Total Ammount Donated by County

In [48]:
county_df = df.pivot_table('contb_receipt_amt',index='County',columns = 'Party',aggfunc='sum')
county_df["Total"] = county_df.sum(axis=1)
county_df = county_df.sort_values(by="Total",ascending=True)

county_df[['Democrat','Republican']].plot(kind='barh',figsize=(12,6),cmap='bwr')
Out[48]:
<matplotlib.axes._subplots.AxesSubplot at 0x12c79160>

Average Donation by County

In [49]:
county_df = df.pivot_table('contb_receipt_amt',index='County',columns = 'Party',aggfunc='mean')
county_df["Total"] = county_df.mean(axis=1)
county_df = county_df.sort_values(by="Total",ascending=True)

county_df[['Democrat','Republican']].plot(kind='barh',figsize=(12,6),cmap='bwr')
Out[49]:
<matplotlib.axes._subplots.AxesSubplot at 0x132eae48>

Count of Donations by County

In [50]:
county_df = df.pivot_table('contb_receipt_amt',index='County',columns = 'Party',aggfunc='count')
county_df["Total"] = county_df.sum(axis=1)
county_df = county_df.sort_values(by="Total",ascending=True)

county_df[['Democrat','Republican']].plot(kind='barh',figsize=(12,6),cmap='bwr')
Out[50]:
<matplotlib.axes._subplots.AxesSubplot at 0x133827b8>

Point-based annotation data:
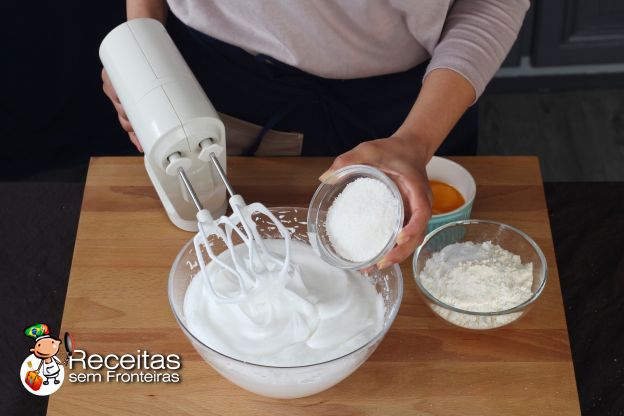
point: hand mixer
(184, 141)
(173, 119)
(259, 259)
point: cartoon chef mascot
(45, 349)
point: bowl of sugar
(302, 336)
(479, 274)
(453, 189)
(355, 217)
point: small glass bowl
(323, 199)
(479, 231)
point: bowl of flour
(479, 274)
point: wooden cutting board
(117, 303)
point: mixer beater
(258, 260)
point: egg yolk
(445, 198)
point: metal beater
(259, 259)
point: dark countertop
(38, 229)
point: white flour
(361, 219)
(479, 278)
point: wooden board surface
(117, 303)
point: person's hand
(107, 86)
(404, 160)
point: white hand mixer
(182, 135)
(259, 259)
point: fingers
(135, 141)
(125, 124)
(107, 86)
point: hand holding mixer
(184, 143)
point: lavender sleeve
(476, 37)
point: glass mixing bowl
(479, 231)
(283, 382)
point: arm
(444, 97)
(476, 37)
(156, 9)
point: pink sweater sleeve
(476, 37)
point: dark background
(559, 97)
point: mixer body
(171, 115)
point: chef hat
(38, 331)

---

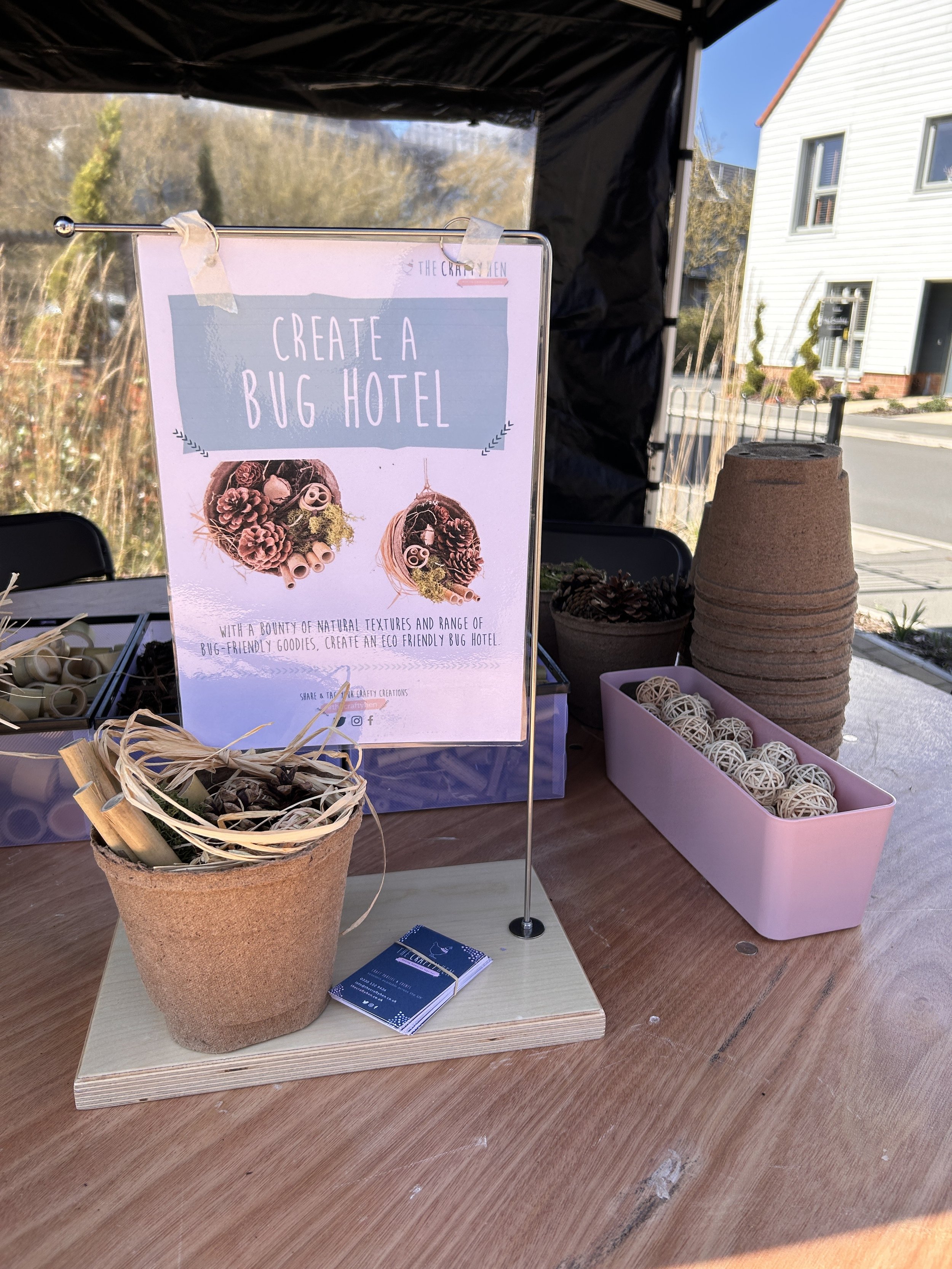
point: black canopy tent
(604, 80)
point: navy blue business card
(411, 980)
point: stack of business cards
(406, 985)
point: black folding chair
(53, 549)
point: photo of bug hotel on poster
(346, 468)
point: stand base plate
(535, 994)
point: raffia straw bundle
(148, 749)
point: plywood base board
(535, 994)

* * *

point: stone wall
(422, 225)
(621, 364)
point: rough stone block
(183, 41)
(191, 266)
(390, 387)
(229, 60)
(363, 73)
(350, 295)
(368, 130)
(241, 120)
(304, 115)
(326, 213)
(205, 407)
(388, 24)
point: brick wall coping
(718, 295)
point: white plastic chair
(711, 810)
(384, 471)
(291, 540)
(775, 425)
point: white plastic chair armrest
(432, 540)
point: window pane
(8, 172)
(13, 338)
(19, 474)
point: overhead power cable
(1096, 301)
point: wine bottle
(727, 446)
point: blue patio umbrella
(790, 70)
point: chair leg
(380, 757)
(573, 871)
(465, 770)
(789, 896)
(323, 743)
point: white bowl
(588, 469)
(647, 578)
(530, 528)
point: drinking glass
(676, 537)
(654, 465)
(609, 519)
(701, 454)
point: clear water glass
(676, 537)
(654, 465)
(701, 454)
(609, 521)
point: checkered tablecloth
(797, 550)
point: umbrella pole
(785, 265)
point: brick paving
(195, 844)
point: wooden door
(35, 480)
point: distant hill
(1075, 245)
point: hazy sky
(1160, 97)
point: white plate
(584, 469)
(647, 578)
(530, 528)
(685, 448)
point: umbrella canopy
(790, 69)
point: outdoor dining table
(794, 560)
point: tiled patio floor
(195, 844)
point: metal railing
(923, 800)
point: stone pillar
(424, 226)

_To-do list:_
• a. In the donation code, condense the section beginning "Average Donation by County" into a short list that keeps its main steps.
• b. Count the lines in the listing that contain the string "patio", treating case as significant, and give only the number.

_Full solutions:_
• a.
- Builds a pivot table of contb_receipt_amt with County as the index and Party as the columns, aggregated by mean.
- Adds a "Total" column holding the mean of each row.
- Sorts the table by "Total" in ascending order.
- Plots the Democrat and Republican columns as horizontal bars (figsize 12×6, colormap bwr).
- Returns a matplotlib AxesSubplot object.

• b. 2